- Excerpted records:
____

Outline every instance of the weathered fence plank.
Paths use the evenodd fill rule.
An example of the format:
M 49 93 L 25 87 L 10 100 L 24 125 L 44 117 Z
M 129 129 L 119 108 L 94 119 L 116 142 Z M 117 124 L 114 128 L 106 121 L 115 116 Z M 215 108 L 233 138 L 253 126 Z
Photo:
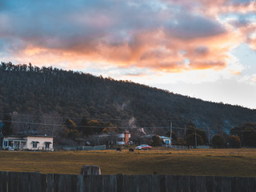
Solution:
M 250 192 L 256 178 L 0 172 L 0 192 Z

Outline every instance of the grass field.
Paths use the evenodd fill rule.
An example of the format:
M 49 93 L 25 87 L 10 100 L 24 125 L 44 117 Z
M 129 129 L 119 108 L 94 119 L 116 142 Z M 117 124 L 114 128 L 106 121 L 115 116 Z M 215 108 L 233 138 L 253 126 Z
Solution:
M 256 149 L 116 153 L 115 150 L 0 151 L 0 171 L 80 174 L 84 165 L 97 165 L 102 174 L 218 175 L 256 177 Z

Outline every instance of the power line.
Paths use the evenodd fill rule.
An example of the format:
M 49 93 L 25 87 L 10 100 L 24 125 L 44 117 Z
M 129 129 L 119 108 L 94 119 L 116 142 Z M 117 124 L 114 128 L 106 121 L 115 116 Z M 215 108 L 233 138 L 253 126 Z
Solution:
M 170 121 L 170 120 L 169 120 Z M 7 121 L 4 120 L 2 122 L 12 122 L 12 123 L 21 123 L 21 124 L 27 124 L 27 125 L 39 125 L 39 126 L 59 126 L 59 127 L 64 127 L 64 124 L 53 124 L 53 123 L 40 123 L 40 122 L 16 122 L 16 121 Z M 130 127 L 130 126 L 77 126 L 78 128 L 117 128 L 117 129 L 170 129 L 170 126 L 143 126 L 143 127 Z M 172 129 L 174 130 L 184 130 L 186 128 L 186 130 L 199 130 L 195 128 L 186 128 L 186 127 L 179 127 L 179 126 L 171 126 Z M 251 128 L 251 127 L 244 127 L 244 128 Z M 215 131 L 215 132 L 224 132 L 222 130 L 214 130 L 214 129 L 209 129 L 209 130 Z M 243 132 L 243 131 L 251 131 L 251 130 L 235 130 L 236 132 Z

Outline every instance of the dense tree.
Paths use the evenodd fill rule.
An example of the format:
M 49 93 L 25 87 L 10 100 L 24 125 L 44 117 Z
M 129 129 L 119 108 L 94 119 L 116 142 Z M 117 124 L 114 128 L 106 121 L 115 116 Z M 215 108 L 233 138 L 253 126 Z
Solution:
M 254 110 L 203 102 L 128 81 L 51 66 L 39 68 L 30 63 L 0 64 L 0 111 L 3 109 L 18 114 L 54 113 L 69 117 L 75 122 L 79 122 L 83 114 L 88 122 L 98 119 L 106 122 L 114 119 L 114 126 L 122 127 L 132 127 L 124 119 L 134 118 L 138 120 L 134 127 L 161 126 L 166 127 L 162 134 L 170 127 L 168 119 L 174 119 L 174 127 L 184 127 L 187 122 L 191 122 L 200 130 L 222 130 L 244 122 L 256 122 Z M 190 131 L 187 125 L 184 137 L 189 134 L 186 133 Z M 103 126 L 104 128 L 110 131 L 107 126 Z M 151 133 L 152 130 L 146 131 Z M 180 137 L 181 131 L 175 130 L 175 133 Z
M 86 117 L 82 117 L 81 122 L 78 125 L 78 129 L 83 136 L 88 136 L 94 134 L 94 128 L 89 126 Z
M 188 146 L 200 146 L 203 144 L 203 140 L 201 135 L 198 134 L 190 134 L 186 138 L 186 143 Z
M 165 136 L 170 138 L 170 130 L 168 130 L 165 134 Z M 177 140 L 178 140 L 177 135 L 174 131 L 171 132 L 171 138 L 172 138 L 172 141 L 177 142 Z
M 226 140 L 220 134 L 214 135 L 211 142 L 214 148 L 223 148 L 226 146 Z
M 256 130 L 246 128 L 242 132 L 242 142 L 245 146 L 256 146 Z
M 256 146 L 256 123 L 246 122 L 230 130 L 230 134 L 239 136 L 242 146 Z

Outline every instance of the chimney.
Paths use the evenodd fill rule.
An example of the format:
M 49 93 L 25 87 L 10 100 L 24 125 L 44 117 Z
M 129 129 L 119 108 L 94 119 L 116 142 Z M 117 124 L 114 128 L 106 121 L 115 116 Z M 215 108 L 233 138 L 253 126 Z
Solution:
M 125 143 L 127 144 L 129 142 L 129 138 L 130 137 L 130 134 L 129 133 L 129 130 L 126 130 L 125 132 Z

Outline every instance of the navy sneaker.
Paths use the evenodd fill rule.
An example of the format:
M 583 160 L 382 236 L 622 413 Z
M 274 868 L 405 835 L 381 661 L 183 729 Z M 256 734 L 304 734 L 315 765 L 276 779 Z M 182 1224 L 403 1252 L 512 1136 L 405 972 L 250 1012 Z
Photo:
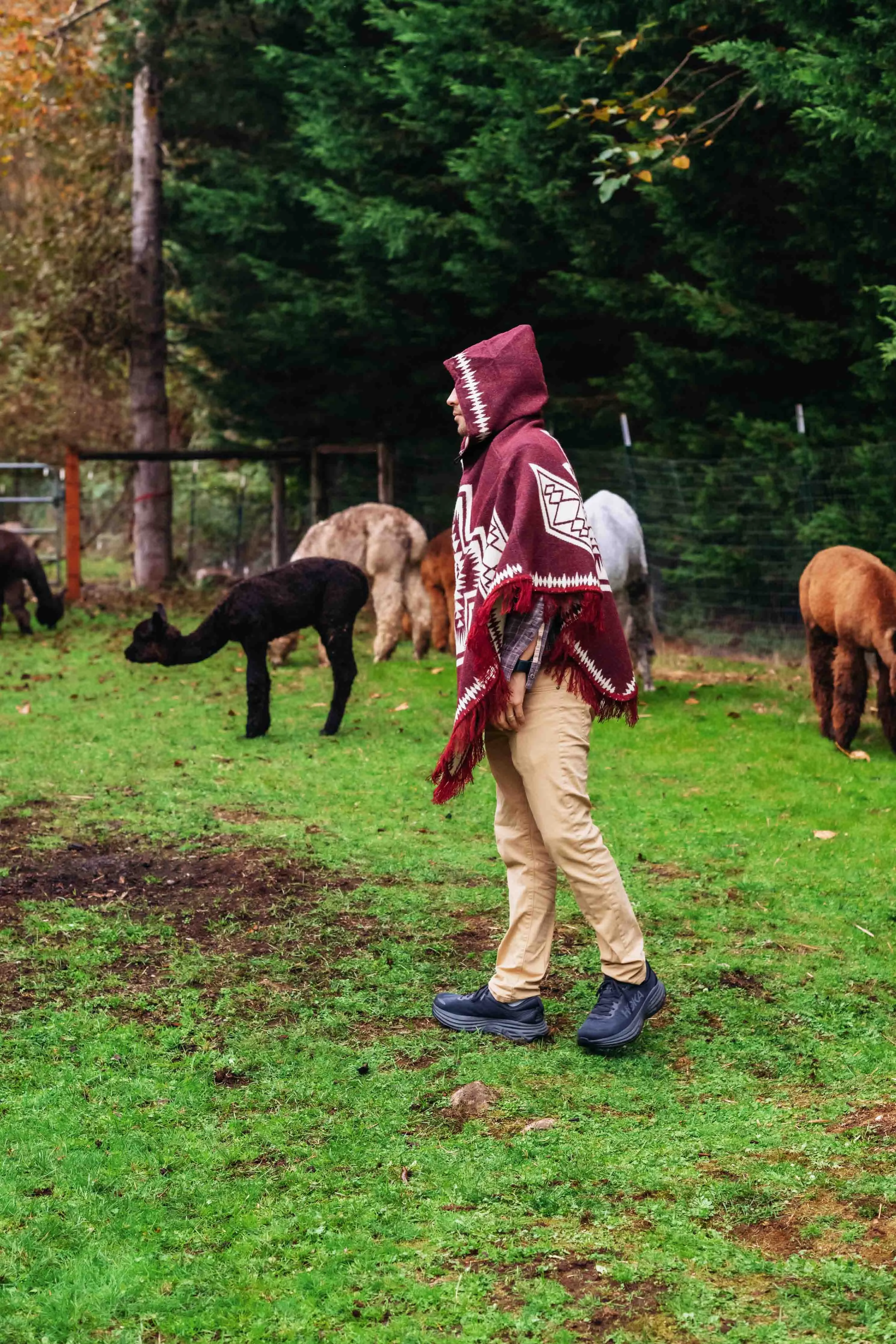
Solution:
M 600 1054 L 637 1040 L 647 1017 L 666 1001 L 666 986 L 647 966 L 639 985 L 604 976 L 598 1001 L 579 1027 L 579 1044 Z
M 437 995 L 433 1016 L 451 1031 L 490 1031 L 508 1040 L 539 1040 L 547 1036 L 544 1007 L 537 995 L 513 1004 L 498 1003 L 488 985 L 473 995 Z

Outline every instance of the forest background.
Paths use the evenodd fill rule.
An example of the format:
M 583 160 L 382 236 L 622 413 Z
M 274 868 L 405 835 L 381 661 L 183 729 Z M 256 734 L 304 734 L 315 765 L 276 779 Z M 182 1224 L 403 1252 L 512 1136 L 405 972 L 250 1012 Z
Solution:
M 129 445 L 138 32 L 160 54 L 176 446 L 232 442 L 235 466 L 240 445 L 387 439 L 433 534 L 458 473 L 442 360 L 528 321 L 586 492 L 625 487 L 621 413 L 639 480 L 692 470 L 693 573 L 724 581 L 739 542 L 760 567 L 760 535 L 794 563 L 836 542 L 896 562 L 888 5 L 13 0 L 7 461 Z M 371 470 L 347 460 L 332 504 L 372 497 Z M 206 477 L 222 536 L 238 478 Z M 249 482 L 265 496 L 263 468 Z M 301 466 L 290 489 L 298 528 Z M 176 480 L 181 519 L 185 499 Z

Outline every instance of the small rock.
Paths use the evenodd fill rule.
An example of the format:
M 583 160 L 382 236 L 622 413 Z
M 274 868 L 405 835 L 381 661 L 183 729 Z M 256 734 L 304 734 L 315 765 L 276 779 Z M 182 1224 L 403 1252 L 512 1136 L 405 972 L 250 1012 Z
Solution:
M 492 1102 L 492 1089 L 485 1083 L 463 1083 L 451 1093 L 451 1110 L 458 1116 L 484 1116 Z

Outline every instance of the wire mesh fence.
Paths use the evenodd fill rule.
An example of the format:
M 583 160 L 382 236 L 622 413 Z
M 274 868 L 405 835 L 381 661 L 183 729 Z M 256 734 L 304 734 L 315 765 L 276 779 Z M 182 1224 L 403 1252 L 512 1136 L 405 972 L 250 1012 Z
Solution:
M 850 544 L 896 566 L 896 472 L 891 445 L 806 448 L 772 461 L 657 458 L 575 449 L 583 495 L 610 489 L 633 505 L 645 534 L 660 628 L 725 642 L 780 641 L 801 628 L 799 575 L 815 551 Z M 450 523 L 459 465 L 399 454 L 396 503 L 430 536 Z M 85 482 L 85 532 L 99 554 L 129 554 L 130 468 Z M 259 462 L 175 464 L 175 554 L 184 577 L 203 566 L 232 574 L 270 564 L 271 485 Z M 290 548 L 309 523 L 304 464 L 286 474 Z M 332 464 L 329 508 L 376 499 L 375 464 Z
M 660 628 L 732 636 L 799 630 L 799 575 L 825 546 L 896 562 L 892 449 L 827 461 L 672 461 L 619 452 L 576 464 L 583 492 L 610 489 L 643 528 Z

____

Reproduce all of the records above word for word, leaving out the pictures.

- Solution below:
Outline every instance of the weathered fence plank.
Paths use the evenodd fill rule.
An example of the format:
M 49 93 L 25 87 L 10 100 L 24 125 L 44 117 Z
M 129 129 L 119 108 L 94 119 L 116 142 Z M 117 124 L 114 128 L 106 121 L 115 116 Z M 215 108 L 233 138 L 253 126 Z
Photo:
Solution:
M 250 192 L 256 178 L 0 172 L 0 192 Z

Outline every instance of the grass field.
Paths use the evenodd fill rule.
An example of the format:
M 49 93 L 25 87 L 10 100 L 24 125 L 44 117 Z
M 129 129 L 119 108 L 94 119 L 116 142 Z M 117 124 L 114 128 L 106 121 L 115 116 Z M 215 108 L 233 138 L 253 126 Z
Solution:
M 256 149 L 116 153 L 115 150 L 0 151 L 0 171 L 80 174 L 84 165 L 97 165 L 102 174 L 218 175 L 256 177 Z

Outline every instance of the power line.
Paths use the evenodd fill rule.
An example of the format:
M 49 93 L 25 87 L 10 100 L 24 125 L 44 117 Z
M 129 129 L 119 108 L 94 119 L 116 142 Z M 117 124 L 114 128 L 106 121 L 115 116 Z M 215 108 L 233 138 L 253 126 Z
Solution:
M 170 121 L 170 120 L 169 120 Z M 7 121 L 4 120 L 2 122 L 12 122 L 12 123 L 21 123 L 21 124 L 27 124 L 27 125 L 39 125 L 39 126 L 59 126 L 59 127 L 64 127 L 64 124 L 53 124 L 53 123 L 40 123 L 40 122 L 16 122 L 16 121 Z M 130 127 L 130 126 L 77 126 L 78 128 L 117 128 L 117 129 L 170 129 L 170 126 L 143 126 L 143 127 Z M 172 129 L 174 130 L 184 130 L 186 128 L 186 130 L 199 130 L 195 128 L 186 128 L 186 127 L 179 127 L 179 126 L 171 126 Z M 251 128 L 251 127 L 244 127 L 244 128 Z M 215 131 L 215 132 L 224 132 L 222 130 L 214 130 L 214 129 L 209 129 L 209 130 Z M 243 132 L 243 131 L 251 131 L 251 130 L 235 130 L 236 132 Z

Outline every instance of the dense tree.
Paths use the evenodd fill rule.
An example of the format:
M 49 93 L 25 87 L 10 100 L 24 125 L 44 117 Z
M 129 129 L 119 108 L 94 119 L 116 142 Z M 117 124 L 114 128 L 106 121 L 115 116 Z M 215 108 L 233 138 L 253 126 Z
Solution:
M 254 110 L 203 102 L 128 81 L 51 66 L 39 68 L 30 63 L 0 64 L 0 111 L 3 109 L 18 114 L 54 113 L 69 117 L 75 122 L 79 122 L 83 114 L 88 122 L 98 119 L 106 122 L 114 119 L 114 126 L 122 127 L 132 127 L 124 119 L 134 118 L 138 120 L 134 127 L 161 126 L 166 127 L 162 134 L 170 127 L 168 119 L 174 119 L 174 127 L 184 127 L 187 122 L 191 122 L 200 130 L 222 130 L 244 122 L 256 122 Z M 190 131 L 187 125 L 184 137 L 189 134 L 186 133 Z M 103 126 L 104 128 L 110 131 L 107 126 Z M 151 133 L 152 130 L 146 131 Z M 180 137 L 181 131 L 175 130 L 175 133 Z
M 86 117 L 82 117 L 81 122 L 78 125 L 78 129 L 83 136 L 88 136 L 94 134 L 94 128 L 89 126 Z
M 188 146 L 200 146 L 203 144 L 203 140 L 201 135 L 198 134 L 190 134 L 186 138 L 186 143 Z
M 165 136 L 170 138 L 170 130 L 168 130 L 165 134 Z M 177 140 L 178 140 L 177 135 L 174 131 L 171 132 L 171 138 L 172 138 L 172 141 L 177 142 Z
M 226 140 L 220 134 L 214 135 L 211 142 L 214 148 L 223 148 L 226 146 Z
M 256 130 L 246 128 L 242 132 L 242 142 L 245 146 L 256 146 Z
M 256 146 L 256 123 L 246 122 L 230 130 L 230 134 L 239 136 L 242 146 Z

Outline every instance of the chimney.
Paths use the evenodd fill rule.
An example of the format:
M 49 93 L 25 87 L 10 100 L 24 125 L 44 117 Z
M 129 129 L 119 108 L 94 119 L 116 142 Z M 117 124 L 114 128 L 106 121 L 115 116 Z M 215 108 L 233 138 L 253 126 Z
Solution:
M 125 143 L 127 144 L 129 142 L 129 138 L 130 137 L 130 134 L 129 133 L 129 130 L 126 130 L 125 132 Z

Outline every instance of the navy sneaker.
Paths use the evenodd fill rule.
An example of the format:
M 583 160 L 382 236 L 622 413 Z
M 274 868 L 405 835 L 381 661 L 183 729 Z M 256 734 L 304 734 L 315 765 L 276 779 Z M 182 1224 L 403 1252 L 512 1136 L 405 972 L 250 1012 Z
Photo:
Solution:
M 600 1054 L 637 1040 L 647 1017 L 666 1001 L 666 986 L 647 966 L 639 985 L 604 976 L 598 1001 L 579 1027 L 579 1044 Z
M 437 995 L 433 1016 L 451 1031 L 490 1031 L 508 1040 L 539 1040 L 547 1036 L 544 1007 L 537 995 L 513 1004 L 498 1003 L 488 985 L 473 995 Z

Outline every instance of the forest background.
Paths use the evenodd fill rule.
An example of the format:
M 583 160 L 382 236 L 622 413 Z
M 274 868 L 405 835 L 381 661 L 183 729 Z M 256 734 L 304 734 L 315 765 L 276 779 Z M 182 1224 L 403 1252 L 512 1136 L 405 972 L 250 1012 Z
Solution:
M 129 445 L 138 32 L 160 54 L 176 446 L 232 442 L 235 466 L 240 445 L 387 439 L 433 534 L 458 473 L 442 360 L 528 321 L 586 492 L 625 487 L 621 413 L 639 480 L 692 470 L 693 573 L 724 581 L 739 542 L 760 567 L 760 535 L 794 563 L 836 542 L 896 562 L 888 5 L 13 0 L 7 461 Z M 371 470 L 347 460 L 332 504 L 372 497 Z M 206 477 L 222 536 L 238 478 Z M 249 482 L 265 496 L 263 468 Z M 301 466 L 290 489 L 298 528 Z M 176 480 L 181 519 L 185 499 Z

Outline every instance of the small rock.
Paths use the evenodd fill rule.
An example of the format:
M 583 160 L 382 236 L 622 413 Z
M 274 868 L 405 835 L 381 661 L 183 729 Z M 256 734 L 304 734 L 315 765 L 276 779 Z M 182 1224 L 403 1252 L 512 1136 L 405 972 L 250 1012 Z
Solution:
M 492 1102 L 492 1089 L 485 1083 L 463 1083 L 451 1093 L 451 1110 L 458 1116 L 484 1116 Z

Outline every instance of the wire mesh fence.
Paths use the evenodd fill rule.
An example of the format:
M 583 160 L 382 236 L 622 413 Z
M 274 868 L 405 835 L 381 661 L 183 729 Z M 256 734 L 304 734 L 315 765 L 276 779 Z M 182 1224 L 403 1252 L 512 1136 L 405 972 L 250 1012 Z
Solution:
M 850 544 L 896 566 L 896 472 L 891 445 L 806 448 L 772 461 L 657 458 L 575 449 L 583 495 L 610 489 L 633 505 L 645 534 L 660 628 L 725 642 L 780 641 L 801 628 L 799 575 L 815 551 Z M 450 523 L 459 465 L 399 454 L 396 503 L 430 536 Z M 85 482 L 85 532 L 99 554 L 129 554 L 130 468 Z M 259 462 L 175 464 L 175 554 L 184 577 L 203 566 L 232 574 L 270 564 L 271 485 Z M 290 548 L 309 523 L 304 464 L 286 474 Z M 332 464 L 329 508 L 376 499 L 375 464 Z
M 660 628 L 732 636 L 799 630 L 799 575 L 825 546 L 896 562 L 892 449 L 827 461 L 672 461 L 619 452 L 576 464 L 583 492 L 610 489 L 643 528 Z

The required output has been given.